Pedido A
Escreva o trecho do artigo sobre violência policial entre "Na sua interação" e "e inapelavelmente responsabilizados.", incluindo esses dois pontos, sem mudar nada.

Artigo
Enquanto existir violência policial contra negros, não haverá democracia
A maneira como as forças policiais trata os negros nos devolve ao tempo da idade média

A envergadura e efetividade do Estado Democrático de Direito, no nosso país, medido pela maneira como as forças policiais tratam os negros, nos devolvem ao tempo da idade média. Confronta todos os valores civilizatórios e rasga o contrato social onde o indivíduo repassa ao estado a obrigação de garantir-lhe a liberdade, a igualdade, à vida e a integridade, em troca da submissão ao império da lei e da convivência pacífica e fraterna com os demais membros do grupo social.
Na sua interação com os negros, as forças policiais, em regra, de forma autoritária revogam a norma legal e, colocam no seu lugar, uma ação padronizada de hostilização, agressão e transgressão dos direitos fundamentais. Deliberadamente, cerceiam, confrontam e negam a vigência e o alcance dos princípios da legalidade, imparcialidade e moralidade, fundantes do ato estatal. Além disso, de forma seletiva e arbitrária operam códigos de conduta próprios e informais, e escolhem quem pode usufruir dos direitos, vilipendiando todos os demais. Tudo, sem que a sociedade denuncie ou se levante, sem que os órgãos de controle e fiscalização repilam vigorosamente, e, sem que as instituições e seus gestores sejam prontos e inapelavelmente responsabilizados.

Dados fornecidos

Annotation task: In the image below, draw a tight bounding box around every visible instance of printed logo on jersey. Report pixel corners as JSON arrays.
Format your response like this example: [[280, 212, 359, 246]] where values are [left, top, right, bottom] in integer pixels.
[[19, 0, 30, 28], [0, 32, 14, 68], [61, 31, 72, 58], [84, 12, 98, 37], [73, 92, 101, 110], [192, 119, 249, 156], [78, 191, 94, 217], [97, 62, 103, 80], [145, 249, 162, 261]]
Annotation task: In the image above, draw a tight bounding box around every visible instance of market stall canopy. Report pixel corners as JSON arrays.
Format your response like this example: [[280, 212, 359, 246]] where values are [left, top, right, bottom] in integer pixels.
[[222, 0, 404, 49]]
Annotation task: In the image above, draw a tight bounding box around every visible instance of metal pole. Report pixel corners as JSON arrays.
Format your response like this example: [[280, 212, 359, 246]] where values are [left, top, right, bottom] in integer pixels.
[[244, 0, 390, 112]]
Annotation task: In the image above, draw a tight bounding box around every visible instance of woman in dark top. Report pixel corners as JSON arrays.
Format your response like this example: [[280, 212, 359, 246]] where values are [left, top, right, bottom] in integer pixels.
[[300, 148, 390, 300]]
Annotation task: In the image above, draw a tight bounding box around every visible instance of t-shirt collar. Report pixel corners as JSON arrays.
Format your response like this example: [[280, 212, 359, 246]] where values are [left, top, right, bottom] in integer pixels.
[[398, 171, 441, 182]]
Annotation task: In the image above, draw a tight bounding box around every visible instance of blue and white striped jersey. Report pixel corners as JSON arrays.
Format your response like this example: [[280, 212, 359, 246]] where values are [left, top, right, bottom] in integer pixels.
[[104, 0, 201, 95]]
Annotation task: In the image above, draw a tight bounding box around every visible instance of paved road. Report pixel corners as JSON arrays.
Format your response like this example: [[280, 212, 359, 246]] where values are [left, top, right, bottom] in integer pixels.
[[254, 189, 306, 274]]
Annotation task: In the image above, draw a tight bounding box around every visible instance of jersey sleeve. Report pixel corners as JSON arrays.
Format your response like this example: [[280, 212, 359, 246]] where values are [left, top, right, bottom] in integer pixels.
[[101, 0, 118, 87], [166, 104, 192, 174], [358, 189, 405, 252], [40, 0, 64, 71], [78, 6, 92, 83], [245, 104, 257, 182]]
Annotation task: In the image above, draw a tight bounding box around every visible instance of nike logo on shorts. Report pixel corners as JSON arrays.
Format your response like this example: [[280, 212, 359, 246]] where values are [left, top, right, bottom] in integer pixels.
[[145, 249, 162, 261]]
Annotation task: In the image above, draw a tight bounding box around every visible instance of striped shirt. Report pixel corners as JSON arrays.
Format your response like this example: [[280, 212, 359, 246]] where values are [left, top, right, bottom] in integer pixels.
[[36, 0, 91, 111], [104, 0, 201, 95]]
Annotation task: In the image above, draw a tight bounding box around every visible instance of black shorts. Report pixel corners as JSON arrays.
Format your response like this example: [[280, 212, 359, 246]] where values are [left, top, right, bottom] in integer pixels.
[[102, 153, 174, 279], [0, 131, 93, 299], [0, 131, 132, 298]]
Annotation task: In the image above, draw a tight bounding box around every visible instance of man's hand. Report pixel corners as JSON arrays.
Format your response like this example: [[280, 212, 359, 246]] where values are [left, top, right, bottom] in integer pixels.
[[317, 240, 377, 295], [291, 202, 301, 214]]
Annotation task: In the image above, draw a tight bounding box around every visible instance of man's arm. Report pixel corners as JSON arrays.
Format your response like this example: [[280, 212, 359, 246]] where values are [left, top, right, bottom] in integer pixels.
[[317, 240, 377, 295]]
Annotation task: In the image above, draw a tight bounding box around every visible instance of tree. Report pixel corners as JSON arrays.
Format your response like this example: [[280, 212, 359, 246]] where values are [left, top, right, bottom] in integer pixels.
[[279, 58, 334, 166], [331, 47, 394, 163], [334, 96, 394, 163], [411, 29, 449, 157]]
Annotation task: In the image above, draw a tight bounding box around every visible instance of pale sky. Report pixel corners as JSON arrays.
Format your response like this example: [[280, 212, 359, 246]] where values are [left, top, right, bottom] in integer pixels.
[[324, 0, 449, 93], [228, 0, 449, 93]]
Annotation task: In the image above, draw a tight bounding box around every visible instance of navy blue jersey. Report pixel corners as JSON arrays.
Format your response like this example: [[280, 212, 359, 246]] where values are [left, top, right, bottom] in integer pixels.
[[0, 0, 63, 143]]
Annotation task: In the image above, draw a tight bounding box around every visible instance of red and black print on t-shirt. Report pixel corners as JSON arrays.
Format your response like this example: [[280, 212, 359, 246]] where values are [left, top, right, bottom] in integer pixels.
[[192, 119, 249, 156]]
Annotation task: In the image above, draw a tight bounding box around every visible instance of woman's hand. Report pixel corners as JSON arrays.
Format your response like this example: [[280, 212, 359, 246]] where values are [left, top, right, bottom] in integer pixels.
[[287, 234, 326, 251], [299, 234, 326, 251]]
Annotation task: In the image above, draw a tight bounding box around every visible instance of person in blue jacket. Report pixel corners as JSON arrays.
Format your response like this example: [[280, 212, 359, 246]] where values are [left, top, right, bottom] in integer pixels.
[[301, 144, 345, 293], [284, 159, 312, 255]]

Pedido B
Devolva sem nenhuma mudança as linhas dos registros entre a que tem "pole. Report pixel corners as JSON arrays." e a que tem "[[398, 171, 441, 182]]", incluindo as duas.

Resposta A
Na sua interação com os negros, as forças policiais, em regra, de forma autoritária revogam a norma legal e, colocam no seu lugar, uma ação padronizada de hostilização, agressão e transgressão dos direitos fundamentais. Deliberadamente, cerceiam, confrontam e negam a vigência e o alcance dos princípios da legalidade, imparcialidade e moralidade, fundantes do ato estatal. Além disso, de forma seletiva e arbitrária operam códigos de conduta próprios e informais, e escolhem quem pode usufruir dos direitos, vilipendiando todos os demais. Tudo, sem que a sociedade denuncie ou se levante, sem que os órgãos de controle e fiscalização repilam vigorosamente, e, sem que as instituições e seus gestores sejam prontos e inapelavelmente responsabilizados.

Resposta B
Annotation task: In the image above, draw a tight bounding box around every visible instance of metal pole. Report pixel corners as JSON arrays.
Format your response like this example: [[280, 212, 359, 246]] where values are [left, top, right, bottom] in integer pixels.
[[244, 0, 390, 112]]
Annotation task: In the image above, draw a tight bounding box around every visible instance of woman in dark top. Report pixel corners as JSON arrays.
Format your response like this example: [[280, 212, 359, 246]] where values are [left, top, right, bottom] in integer pixels.
[[300, 148, 390, 300]]
Annotation task: In the image above, draw a tight bounding box around every visible instance of t-shirt collar. Report pixel corners as JSON arrays.
Format your response like this example: [[280, 212, 359, 246]] where values are [left, top, right, bottom] in integer pixels.
[[398, 171, 441, 182]]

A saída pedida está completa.